* EXERCISE
Extract every line of the items below that contains the string "mulch". Treat the match as case-sensitive.

* DATA FOR THIS EXERCISE

------------------------------------

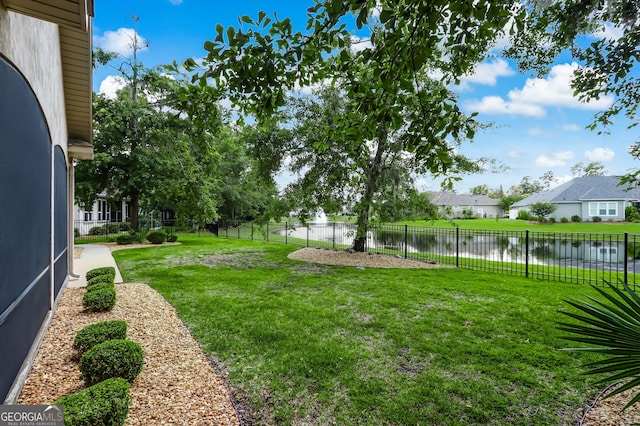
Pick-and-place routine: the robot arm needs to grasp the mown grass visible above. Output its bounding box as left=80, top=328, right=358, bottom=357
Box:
left=114, top=235, right=608, bottom=425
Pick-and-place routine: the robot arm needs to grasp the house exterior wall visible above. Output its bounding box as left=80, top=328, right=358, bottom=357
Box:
left=0, top=9, right=68, bottom=156
left=549, top=203, right=583, bottom=220
left=438, top=205, right=503, bottom=218
left=582, top=200, right=631, bottom=222
left=0, top=9, right=71, bottom=404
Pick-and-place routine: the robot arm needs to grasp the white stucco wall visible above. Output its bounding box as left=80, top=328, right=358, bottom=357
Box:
left=0, top=6, right=68, bottom=156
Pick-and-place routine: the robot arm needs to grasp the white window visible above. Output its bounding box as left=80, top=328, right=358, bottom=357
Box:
left=98, top=200, right=111, bottom=220
left=589, top=203, right=618, bottom=216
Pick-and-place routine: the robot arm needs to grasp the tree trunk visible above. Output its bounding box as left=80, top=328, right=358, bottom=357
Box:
left=353, top=124, right=387, bottom=252
left=129, top=191, right=140, bottom=231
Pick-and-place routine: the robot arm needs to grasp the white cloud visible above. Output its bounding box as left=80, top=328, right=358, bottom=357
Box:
left=463, top=96, right=545, bottom=117
left=562, top=123, right=580, bottom=132
left=98, top=75, right=126, bottom=99
left=527, top=126, right=544, bottom=136
left=549, top=175, right=575, bottom=189
left=351, top=35, right=373, bottom=52
left=459, top=59, right=516, bottom=90
left=534, top=151, right=574, bottom=167
left=464, top=63, right=613, bottom=117
left=593, top=22, right=624, bottom=40
left=93, top=28, right=149, bottom=57
left=584, top=148, right=616, bottom=162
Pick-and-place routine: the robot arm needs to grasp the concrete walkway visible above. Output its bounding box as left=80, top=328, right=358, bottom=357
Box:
left=68, top=244, right=122, bottom=287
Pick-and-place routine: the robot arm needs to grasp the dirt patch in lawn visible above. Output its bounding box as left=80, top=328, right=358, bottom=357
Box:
left=288, top=247, right=451, bottom=268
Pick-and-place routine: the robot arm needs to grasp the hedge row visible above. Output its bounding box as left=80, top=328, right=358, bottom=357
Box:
left=53, top=267, right=144, bottom=426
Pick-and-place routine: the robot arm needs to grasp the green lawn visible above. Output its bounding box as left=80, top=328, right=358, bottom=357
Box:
left=113, top=234, right=599, bottom=425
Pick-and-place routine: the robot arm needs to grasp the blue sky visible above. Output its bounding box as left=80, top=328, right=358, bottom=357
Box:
left=93, top=0, right=640, bottom=193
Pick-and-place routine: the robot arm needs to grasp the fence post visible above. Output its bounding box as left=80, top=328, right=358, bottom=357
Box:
left=404, top=225, right=409, bottom=259
left=332, top=222, right=336, bottom=250
left=524, top=229, right=529, bottom=278
left=624, top=232, right=629, bottom=284
left=456, top=226, right=460, bottom=268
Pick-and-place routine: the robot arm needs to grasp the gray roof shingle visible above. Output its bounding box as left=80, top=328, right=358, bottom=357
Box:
left=431, top=192, right=500, bottom=206
left=513, top=176, right=638, bottom=207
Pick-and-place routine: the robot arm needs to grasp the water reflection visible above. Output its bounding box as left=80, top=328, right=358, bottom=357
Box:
left=281, top=222, right=628, bottom=265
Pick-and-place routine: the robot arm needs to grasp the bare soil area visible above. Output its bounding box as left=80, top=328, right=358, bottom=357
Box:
left=288, top=247, right=450, bottom=268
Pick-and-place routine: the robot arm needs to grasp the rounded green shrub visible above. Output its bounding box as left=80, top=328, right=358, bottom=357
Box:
left=82, top=289, right=116, bottom=312
left=147, top=231, right=167, bottom=244
left=89, top=226, right=107, bottom=235
left=87, top=274, right=114, bottom=287
left=116, top=234, right=133, bottom=246
left=73, top=320, right=127, bottom=354
left=87, top=283, right=115, bottom=291
left=53, top=377, right=131, bottom=426
left=79, top=339, right=144, bottom=386
left=103, top=223, right=120, bottom=234
left=86, top=266, right=116, bottom=281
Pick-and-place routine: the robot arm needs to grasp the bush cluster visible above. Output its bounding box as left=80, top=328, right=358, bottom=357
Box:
left=53, top=267, right=144, bottom=426
left=87, top=283, right=116, bottom=293
left=624, top=206, right=640, bottom=223
left=53, top=378, right=131, bottom=426
left=82, top=288, right=116, bottom=312
left=86, top=222, right=131, bottom=236
left=87, top=274, right=115, bottom=287
left=147, top=231, right=167, bottom=244
left=86, top=266, right=116, bottom=281
left=80, top=339, right=143, bottom=386
left=73, top=320, right=127, bottom=355
left=116, top=234, right=133, bottom=246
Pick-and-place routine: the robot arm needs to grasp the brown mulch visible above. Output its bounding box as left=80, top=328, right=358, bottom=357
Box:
left=23, top=243, right=640, bottom=426
left=581, top=387, right=640, bottom=426
left=288, top=247, right=451, bottom=268
left=17, top=284, right=239, bottom=425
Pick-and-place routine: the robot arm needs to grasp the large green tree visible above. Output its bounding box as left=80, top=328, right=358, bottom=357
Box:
left=76, top=62, right=222, bottom=229
left=185, top=0, right=522, bottom=250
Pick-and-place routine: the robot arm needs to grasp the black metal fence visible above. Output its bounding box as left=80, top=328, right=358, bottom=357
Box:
left=215, top=222, right=640, bottom=288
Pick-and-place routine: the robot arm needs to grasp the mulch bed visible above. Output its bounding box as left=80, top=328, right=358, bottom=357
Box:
left=18, top=284, right=239, bottom=425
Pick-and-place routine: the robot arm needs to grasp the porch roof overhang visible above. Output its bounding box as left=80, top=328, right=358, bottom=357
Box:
left=0, top=0, right=94, bottom=146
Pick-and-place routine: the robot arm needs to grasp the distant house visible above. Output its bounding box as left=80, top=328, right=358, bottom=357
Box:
left=73, top=194, right=129, bottom=235
left=430, top=192, right=504, bottom=218
left=509, top=176, right=640, bottom=221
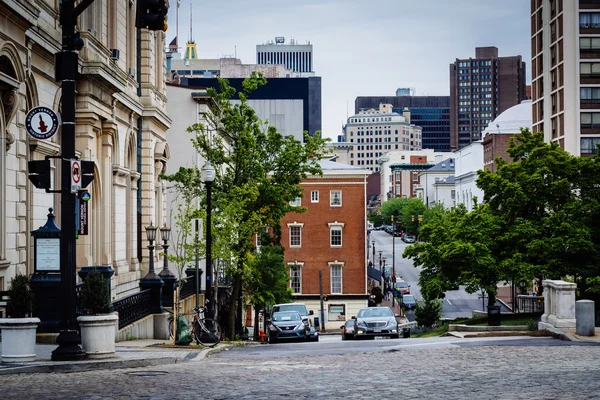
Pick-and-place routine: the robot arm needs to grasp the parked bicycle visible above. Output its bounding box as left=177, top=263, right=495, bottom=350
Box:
left=169, top=307, right=221, bottom=347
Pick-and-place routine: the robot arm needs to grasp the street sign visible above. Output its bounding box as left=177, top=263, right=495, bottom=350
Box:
left=71, top=159, right=81, bottom=193
left=25, top=107, right=59, bottom=139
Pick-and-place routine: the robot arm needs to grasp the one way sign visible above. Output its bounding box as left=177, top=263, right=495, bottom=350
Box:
left=71, top=160, right=81, bottom=193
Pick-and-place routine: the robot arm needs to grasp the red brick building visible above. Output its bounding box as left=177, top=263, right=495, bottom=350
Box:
left=281, top=161, right=371, bottom=329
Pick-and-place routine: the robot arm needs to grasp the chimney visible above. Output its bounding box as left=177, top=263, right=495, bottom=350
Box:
left=402, top=107, right=410, bottom=124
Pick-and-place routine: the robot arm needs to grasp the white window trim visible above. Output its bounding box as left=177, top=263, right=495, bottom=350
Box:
left=287, top=261, right=304, bottom=295
left=329, top=190, right=342, bottom=207
left=287, top=221, right=304, bottom=249
left=310, top=190, right=319, bottom=203
left=327, top=221, right=346, bottom=249
left=327, top=260, right=346, bottom=294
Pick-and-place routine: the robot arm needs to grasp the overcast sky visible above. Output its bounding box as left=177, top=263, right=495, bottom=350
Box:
left=167, top=0, right=531, bottom=140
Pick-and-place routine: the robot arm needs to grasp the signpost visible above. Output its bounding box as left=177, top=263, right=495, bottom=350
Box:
left=25, top=107, right=59, bottom=139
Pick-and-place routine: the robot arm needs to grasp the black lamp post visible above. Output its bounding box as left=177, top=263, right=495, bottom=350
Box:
left=202, top=161, right=216, bottom=318
left=140, top=223, right=164, bottom=314
left=158, top=224, right=177, bottom=307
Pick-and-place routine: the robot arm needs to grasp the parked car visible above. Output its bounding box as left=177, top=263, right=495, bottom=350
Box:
left=341, top=319, right=356, bottom=340
left=402, top=233, right=415, bottom=243
left=402, top=294, right=417, bottom=310
left=268, top=311, right=310, bottom=343
left=271, top=303, right=319, bottom=342
left=354, top=307, right=399, bottom=339
left=396, top=278, right=410, bottom=296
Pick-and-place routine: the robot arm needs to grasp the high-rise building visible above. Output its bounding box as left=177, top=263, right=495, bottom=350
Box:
left=344, top=104, right=422, bottom=172
left=354, top=96, right=450, bottom=151
left=531, top=0, right=600, bottom=156
left=256, top=36, right=314, bottom=77
left=450, top=47, right=526, bottom=150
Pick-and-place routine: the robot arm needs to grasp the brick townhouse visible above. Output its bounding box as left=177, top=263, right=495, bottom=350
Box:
left=281, top=160, right=371, bottom=329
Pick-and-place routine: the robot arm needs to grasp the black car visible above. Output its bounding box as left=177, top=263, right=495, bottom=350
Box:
left=268, top=311, right=310, bottom=343
left=402, top=294, right=417, bottom=310
left=354, top=307, right=399, bottom=339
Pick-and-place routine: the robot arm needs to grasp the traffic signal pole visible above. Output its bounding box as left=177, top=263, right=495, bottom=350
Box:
left=52, top=0, right=94, bottom=361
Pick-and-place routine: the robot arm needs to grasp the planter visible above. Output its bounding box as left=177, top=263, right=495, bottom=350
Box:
left=77, top=314, right=119, bottom=359
left=0, top=318, right=40, bottom=363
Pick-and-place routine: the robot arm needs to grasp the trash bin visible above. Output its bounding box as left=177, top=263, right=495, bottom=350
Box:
left=402, top=328, right=410, bottom=339
left=488, top=306, right=500, bottom=326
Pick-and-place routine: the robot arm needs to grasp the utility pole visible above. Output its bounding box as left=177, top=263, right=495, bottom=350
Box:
left=52, top=0, right=94, bottom=361
left=319, top=271, right=327, bottom=333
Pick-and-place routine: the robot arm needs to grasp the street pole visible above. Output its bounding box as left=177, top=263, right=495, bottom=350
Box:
left=52, top=0, right=93, bottom=361
left=319, top=271, right=327, bottom=333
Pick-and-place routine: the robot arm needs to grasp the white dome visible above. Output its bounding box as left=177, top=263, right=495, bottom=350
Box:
left=483, top=100, right=532, bottom=136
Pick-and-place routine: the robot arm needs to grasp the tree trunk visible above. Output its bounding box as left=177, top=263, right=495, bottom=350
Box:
left=226, top=274, right=242, bottom=340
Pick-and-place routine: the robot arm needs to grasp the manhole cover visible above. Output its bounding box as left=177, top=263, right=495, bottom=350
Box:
left=126, top=371, right=168, bottom=376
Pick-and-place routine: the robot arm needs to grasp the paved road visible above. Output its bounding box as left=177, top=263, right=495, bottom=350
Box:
left=0, top=339, right=600, bottom=400
left=369, top=231, right=508, bottom=321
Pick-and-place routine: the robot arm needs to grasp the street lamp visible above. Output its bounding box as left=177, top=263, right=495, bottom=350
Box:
left=144, top=222, right=158, bottom=279
left=202, top=161, right=216, bottom=318
left=158, top=224, right=177, bottom=307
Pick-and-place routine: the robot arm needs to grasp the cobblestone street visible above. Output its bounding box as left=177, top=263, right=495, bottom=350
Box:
left=0, top=345, right=600, bottom=399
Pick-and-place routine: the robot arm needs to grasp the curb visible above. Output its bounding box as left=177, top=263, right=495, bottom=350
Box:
left=0, top=357, right=188, bottom=375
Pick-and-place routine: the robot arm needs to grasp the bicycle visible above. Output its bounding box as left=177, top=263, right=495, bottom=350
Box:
left=192, top=307, right=221, bottom=347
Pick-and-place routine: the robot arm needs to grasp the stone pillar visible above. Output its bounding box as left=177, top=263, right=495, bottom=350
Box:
left=575, top=300, right=596, bottom=336
left=542, top=280, right=577, bottom=328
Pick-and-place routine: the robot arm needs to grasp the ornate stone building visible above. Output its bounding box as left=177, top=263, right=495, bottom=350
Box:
left=0, top=0, right=171, bottom=299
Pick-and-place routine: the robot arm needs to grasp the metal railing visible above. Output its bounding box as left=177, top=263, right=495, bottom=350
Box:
left=515, top=294, right=544, bottom=314
left=113, top=289, right=152, bottom=329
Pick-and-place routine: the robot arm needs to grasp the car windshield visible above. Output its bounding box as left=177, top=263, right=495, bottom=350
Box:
left=273, top=311, right=302, bottom=322
left=274, top=304, right=307, bottom=315
left=358, top=307, right=394, bottom=318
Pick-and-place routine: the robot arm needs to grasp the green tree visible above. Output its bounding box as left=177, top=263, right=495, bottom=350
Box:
left=182, top=73, right=326, bottom=338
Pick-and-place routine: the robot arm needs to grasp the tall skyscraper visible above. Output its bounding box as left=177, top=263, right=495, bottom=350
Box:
left=450, top=47, right=526, bottom=150
left=256, top=36, right=314, bottom=77
left=354, top=96, right=450, bottom=152
left=531, top=0, right=600, bottom=156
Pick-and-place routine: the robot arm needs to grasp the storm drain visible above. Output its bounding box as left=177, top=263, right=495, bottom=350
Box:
left=125, top=371, right=168, bottom=376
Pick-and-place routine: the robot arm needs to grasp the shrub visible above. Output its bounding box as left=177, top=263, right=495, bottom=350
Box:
left=6, top=275, right=34, bottom=318
left=81, top=270, right=110, bottom=314
left=415, top=300, right=443, bottom=328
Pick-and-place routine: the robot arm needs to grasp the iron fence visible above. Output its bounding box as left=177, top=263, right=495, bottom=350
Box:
left=113, top=289, right=152, bottom=329
left=516, top=294, right=544, bottom=314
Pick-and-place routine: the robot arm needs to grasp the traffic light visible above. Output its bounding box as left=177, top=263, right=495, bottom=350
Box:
left=80, top=161, right=94, bottom=188
left=135, top=0, right=169, bottom=31
left=27, top=160, right=50, bottom=189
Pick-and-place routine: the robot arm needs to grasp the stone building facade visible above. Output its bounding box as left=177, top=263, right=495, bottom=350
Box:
left=0, top=0, right=171, bottom=299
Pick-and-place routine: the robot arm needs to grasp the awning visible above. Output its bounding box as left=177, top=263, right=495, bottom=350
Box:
left=367, top=267, right=381, bottom=282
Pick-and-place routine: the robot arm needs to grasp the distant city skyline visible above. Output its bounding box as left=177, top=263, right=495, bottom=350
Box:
left=167, top=0, right=531, bottom=141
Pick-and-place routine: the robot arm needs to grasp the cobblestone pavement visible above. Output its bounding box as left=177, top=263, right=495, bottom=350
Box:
left=0, top=346, right=600, bottom=399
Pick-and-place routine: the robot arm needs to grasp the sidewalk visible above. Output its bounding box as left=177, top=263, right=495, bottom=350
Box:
left=0, top=339, right=231, bottom=375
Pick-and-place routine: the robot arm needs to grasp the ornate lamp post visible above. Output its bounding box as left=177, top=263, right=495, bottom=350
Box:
left=158, top=224, right=177, bottom=307
left=202, top=161, right=216, bottom=318
left=140, top=223, right=164, bottom=314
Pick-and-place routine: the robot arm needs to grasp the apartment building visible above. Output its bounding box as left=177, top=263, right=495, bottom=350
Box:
left=344, top=104, right=422, bottom=172
left=281, top=160, right=371, bottom=330
left=450, top=47, right=526, bottom=150
left=531, top=0, right=600, bottom=156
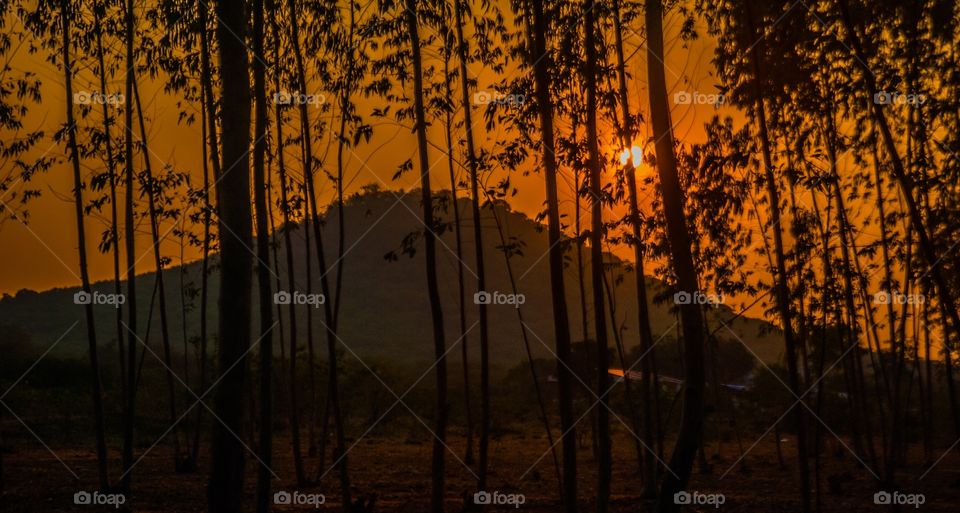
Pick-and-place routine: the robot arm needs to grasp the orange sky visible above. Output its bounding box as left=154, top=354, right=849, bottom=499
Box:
left=0, top=7, right=729, bottom=293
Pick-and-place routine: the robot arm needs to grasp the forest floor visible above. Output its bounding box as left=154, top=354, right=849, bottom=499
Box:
left=0, top=430, right=960, bottom=513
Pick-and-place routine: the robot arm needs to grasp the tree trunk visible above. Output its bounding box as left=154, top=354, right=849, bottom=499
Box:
left=207, top=0, right=253, bottom=506
left=646, top=0, right=704, bottom=513
left=613, top=0, right=659, bottom=497
left=133, top=77, right=181, bottom=471
left=60, top=0, right=110, bottom=490
left=252, top=0, right=275, bottom=513
left=404, top=0, right=450, bottom=513
left=744, top=0, right=810, bottom=513
left=443, top=47, right=473, bottom=465
left=583, top=0, right=612, bottom=513
left=120, top=0, right=139, bottom=493
left=453, top=0, right=490, bottom=490
left=525, top=1, right=577, bottom=513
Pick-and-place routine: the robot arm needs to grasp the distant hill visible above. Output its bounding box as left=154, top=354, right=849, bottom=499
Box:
left=0, top=189, right=782, bottom=366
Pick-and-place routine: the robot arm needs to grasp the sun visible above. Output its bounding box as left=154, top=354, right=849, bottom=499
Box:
left=620, top=146, right=643, bottom=168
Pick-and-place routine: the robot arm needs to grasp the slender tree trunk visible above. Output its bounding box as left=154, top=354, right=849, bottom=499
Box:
left=207, top=0, right=253, bottom=513
left=583, top=0, right=612, bottom=513
left=443, top=48, right=473, bottom=465
left=60, top=5, right=110, bottom=490
left=191, top=0, right=220, bottom=461
left=252, top=0, right=275, bottom=513
left=744, top=0, right=810, bottom=513
left=525, top=1, right=577, bottom=506
left=613, top=0, right=659, bottom=497
left=646, top=0, right=704, bottom=513
left=94, top=8, right=127, bottom=434
left=452, top=0, right=490, bottom=490
left=404, top=0, right=448, bottom=513
left=490, top=202, right=563, bottom=496
left=133, top=78, right=181, bottom=464
left=120, top=0, right=139, bottom=493
left=287, top=0, right=310, bottom=486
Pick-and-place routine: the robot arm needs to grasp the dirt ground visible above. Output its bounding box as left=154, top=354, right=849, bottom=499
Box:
left=0, top=432, right=960, bottom=513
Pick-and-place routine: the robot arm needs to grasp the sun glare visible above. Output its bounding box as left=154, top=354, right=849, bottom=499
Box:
left=620, top=146, right=643, bottom=168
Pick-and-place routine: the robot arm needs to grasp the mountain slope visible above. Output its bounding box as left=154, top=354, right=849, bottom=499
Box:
left=0, top=189, right=782, bottom=365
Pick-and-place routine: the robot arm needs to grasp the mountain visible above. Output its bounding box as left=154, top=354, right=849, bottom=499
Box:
left=0, top=187, right=782, bottom=366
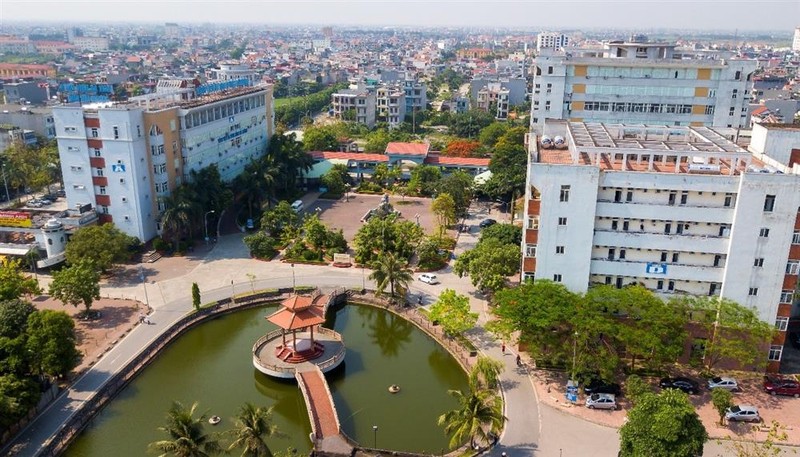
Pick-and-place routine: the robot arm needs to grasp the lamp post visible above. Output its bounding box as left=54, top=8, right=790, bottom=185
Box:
left=3, top=164, right=11, bottom=202
left=203, top=209, right=214, bottom=246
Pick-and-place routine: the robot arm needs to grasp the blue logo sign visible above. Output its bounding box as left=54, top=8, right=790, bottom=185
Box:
left=645, top=262, right=667, bottom=275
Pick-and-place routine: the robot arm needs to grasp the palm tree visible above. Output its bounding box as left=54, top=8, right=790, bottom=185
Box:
left=161, top=187, right=197, bottom=249
left=469, top=356, right=503, bottom=390
left=438, top=385, right=506, bottom=448
left=148, top=401, right=222, bottom=457
left=369, top=252, right=414, bottom=298
left=228, top=403, right=283, bottom=457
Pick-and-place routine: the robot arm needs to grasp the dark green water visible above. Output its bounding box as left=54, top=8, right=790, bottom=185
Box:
left=66, top=305, right=467, bottom=457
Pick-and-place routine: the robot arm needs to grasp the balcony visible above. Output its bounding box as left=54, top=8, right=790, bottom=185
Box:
left=590, top=258, right=724, bottom=283
left=594, top=228, right=729, bottom=254
left=596, top=200, right=733, bottom=224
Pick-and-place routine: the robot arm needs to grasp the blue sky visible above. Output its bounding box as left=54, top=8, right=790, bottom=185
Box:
left=0, top=0, right=800, bottom=34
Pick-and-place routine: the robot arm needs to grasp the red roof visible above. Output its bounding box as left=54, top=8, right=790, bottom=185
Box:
left=309, top=151, right=389, bottom=162
left=386, top=142, right=431, bottom=156
left=425, top=154, right=490, bottom=167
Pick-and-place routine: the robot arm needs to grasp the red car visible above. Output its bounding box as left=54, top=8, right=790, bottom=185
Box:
left=764, top=376, right=800, bottom=398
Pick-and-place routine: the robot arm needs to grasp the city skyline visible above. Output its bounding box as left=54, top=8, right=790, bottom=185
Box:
left=0, top=0, right=800, bottom=33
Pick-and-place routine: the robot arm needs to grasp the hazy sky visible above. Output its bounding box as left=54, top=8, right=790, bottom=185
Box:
left=0, top=0, right=800, bottom=33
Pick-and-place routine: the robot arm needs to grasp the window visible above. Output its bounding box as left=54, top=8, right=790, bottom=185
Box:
left=558, top=186, right=569, bottom=202
left=769, top=345, right=783, bottom=362
left=764, top=195, right=775, bottom=213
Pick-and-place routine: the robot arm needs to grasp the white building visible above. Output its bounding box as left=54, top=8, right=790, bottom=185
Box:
left=536, top=32, right=569, bottom=52
left=522, top=121, right=800, bottom=369
left=792, top=27, right=800, bottom=52
left=531, top=42, right=756, bottom=133
left=53, top=81, right=274, bottom=241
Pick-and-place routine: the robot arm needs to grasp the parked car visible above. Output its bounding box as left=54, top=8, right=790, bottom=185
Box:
left=708, top=376, right=739, bottom=390
left=583, top=379, right=622, bottom=397
left=478, top=219, right=497, bottom=228
left=659, top=376, right=700, bottom=395
left=419, top=273, right=439, bottom=284
left=725, top=405, right=761, bottom=422
left=586, top=394, right=617, bottom=409
left=764, top=376, right=800, bottom=398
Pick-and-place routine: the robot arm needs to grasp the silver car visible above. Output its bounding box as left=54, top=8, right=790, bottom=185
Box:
left=586, top=394, right=617, bottom=409
left=708, top=376, right=739, bottom=391
left=725, top=405, right=761, bottom=422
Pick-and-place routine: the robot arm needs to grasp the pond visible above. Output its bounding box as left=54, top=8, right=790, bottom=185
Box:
left=66, top=304, right=467, bottom=457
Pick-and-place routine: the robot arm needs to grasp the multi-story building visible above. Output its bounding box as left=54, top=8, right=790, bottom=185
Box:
left=331, top=87, right=376, bottom=128
left=53, top=84, right=274, bottom=240
left=376, top=86, right=406, bottom=128
left=531, top=42, right=756, bottom=133
left=536, top=32, right=569, bottom=52
left=522, top=121, right=800, bottom=369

------------------------------------

* SOLVED EXERCISE
Pick-and-place routine: the robot arm needs to grasp the brown mulch visible above. Output its bounding box as left=80, top=328, right=358, bottom=357
Pick-and-place routine: the robot arm needs to grasp the mulch bed visible above. Output its bounding box as left=80, top=328, right=358, bottom=357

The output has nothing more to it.